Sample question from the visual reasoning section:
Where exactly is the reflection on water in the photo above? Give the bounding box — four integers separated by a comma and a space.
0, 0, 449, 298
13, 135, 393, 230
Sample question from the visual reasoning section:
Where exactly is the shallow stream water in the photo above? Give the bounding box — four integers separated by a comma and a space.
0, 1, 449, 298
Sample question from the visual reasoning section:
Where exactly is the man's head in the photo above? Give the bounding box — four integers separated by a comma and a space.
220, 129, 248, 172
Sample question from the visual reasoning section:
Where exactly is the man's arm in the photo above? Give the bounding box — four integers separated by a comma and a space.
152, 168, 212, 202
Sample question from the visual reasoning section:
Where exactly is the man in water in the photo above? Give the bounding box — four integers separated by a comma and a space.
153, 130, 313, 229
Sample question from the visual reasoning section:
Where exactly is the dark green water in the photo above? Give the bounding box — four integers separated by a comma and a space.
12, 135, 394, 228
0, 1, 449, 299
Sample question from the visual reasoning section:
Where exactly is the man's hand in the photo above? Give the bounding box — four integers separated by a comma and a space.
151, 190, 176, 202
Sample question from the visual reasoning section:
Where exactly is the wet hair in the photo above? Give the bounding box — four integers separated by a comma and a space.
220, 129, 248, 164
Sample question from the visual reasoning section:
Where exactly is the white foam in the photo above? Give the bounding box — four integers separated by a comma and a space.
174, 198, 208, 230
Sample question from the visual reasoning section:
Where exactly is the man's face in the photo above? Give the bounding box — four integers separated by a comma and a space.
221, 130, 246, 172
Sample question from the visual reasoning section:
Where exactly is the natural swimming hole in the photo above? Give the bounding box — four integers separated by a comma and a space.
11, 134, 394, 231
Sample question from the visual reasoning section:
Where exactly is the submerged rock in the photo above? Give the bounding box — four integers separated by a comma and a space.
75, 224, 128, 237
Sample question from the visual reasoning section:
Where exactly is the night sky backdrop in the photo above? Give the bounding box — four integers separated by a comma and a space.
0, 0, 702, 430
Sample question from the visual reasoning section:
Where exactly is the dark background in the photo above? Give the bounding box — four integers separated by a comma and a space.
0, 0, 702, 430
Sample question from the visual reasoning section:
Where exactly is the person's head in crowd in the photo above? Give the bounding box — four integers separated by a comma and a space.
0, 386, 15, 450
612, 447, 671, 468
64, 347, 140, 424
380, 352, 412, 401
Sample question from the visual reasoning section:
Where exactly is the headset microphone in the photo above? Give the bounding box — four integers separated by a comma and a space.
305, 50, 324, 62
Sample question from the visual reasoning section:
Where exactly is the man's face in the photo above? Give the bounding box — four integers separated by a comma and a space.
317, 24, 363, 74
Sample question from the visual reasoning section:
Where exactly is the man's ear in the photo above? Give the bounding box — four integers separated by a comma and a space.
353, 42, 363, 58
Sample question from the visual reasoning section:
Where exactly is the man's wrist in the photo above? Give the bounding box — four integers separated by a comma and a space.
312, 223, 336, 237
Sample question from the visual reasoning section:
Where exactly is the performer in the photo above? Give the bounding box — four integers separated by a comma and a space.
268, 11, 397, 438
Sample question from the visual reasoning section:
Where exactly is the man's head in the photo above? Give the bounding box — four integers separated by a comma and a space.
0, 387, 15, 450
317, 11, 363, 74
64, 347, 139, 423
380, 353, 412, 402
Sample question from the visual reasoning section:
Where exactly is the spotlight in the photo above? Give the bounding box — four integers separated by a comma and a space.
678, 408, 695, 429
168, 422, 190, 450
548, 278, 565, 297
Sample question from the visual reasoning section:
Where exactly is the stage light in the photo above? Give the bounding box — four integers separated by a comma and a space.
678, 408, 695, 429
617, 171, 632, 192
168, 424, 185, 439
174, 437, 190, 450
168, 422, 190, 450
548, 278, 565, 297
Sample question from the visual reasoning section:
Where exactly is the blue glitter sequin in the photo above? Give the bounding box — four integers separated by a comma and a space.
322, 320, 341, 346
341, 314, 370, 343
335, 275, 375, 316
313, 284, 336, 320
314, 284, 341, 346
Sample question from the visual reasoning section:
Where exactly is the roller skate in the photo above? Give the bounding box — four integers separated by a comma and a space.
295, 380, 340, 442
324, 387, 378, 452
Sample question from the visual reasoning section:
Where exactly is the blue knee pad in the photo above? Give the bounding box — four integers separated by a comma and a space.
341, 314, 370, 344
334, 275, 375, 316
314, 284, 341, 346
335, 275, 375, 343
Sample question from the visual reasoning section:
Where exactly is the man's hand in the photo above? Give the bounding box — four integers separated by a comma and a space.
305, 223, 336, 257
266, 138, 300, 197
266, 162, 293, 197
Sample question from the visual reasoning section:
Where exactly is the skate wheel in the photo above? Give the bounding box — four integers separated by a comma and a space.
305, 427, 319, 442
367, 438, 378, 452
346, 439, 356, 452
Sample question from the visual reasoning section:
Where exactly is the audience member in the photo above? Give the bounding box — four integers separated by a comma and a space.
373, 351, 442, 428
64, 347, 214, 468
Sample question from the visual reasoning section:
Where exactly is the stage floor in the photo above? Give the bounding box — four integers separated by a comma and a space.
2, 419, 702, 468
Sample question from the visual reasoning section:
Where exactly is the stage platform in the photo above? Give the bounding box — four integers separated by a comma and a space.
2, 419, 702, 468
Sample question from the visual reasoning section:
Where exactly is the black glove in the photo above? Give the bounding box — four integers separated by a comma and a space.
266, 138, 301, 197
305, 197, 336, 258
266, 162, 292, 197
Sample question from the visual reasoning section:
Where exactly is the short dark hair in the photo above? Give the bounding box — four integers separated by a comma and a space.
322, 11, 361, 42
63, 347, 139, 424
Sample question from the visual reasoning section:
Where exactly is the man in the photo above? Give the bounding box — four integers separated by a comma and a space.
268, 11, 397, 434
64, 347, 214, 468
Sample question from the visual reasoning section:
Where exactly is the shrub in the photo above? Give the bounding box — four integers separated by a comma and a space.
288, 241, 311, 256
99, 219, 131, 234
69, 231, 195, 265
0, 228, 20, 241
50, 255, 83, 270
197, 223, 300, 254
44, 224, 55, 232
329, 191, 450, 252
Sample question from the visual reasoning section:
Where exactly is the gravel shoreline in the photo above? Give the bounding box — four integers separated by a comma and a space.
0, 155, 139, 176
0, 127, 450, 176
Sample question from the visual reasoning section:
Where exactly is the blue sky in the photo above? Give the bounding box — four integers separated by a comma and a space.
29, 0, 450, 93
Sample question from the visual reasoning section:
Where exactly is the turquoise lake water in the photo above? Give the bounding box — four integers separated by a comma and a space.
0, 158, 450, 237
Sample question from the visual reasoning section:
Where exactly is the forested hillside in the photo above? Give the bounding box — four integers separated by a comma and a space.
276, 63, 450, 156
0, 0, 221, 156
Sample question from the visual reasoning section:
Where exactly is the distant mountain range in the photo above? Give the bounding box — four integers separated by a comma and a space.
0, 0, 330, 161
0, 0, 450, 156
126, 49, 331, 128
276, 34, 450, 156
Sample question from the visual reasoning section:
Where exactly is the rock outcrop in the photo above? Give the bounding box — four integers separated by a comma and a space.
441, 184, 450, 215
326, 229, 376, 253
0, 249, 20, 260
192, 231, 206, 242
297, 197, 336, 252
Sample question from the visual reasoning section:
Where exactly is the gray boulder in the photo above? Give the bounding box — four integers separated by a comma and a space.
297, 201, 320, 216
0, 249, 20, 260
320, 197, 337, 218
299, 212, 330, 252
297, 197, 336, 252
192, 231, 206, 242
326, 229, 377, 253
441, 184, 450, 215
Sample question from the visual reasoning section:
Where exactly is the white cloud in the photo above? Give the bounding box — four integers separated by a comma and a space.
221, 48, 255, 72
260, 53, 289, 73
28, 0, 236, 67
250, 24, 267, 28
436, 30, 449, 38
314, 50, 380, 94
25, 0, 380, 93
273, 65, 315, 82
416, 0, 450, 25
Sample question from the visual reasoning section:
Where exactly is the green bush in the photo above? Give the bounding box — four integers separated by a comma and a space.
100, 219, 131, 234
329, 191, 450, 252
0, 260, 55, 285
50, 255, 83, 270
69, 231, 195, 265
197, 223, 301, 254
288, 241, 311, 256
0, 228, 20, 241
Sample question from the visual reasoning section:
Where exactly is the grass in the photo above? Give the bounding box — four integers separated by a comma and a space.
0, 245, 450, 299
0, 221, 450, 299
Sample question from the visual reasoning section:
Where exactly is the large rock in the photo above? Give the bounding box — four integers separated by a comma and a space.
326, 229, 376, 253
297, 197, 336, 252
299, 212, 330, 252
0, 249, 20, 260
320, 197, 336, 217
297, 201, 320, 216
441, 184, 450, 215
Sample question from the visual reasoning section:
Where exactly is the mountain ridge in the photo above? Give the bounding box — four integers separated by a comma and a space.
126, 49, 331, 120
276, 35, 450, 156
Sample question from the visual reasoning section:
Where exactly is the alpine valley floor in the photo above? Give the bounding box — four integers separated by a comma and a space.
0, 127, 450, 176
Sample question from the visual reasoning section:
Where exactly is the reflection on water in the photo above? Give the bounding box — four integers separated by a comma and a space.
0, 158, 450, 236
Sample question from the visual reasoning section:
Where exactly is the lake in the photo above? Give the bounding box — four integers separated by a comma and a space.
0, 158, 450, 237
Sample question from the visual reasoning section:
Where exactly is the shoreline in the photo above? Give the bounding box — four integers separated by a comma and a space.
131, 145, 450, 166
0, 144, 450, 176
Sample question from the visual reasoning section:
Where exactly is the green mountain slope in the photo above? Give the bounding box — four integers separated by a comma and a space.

+---+

◆ **What is being asked**:
Repeat the lines above verbatim, from the start of the records through the line that contains "152, 168, 212, 202".

◆ **Solution for this exercise**:
Sample question from the visual reasoning section:
Where exactly is the reflection on water in the photo above? Give the bounding box — four integers separated by a comma and a space.
0, 0, 449, 298
13, 135, 393, 230
Sample question from the visual reasoning section:
Where exactly is the shallow stream water in the photo above? Give the bounding box — four integers separated by a comma and a space.
0, 1, 449, 298
Sample question from the visual reasoning section:
Where exactly is the man's head in the photo above? Give the bounding box — four integers separated by a comma and a space.
220, 129, 248, 172
Sample question from the visual reasoning section:
Where exactly is the man's arm in the photo above? Give the bounding box — four integers separated by a comma and a space.
152, 168, 212, 202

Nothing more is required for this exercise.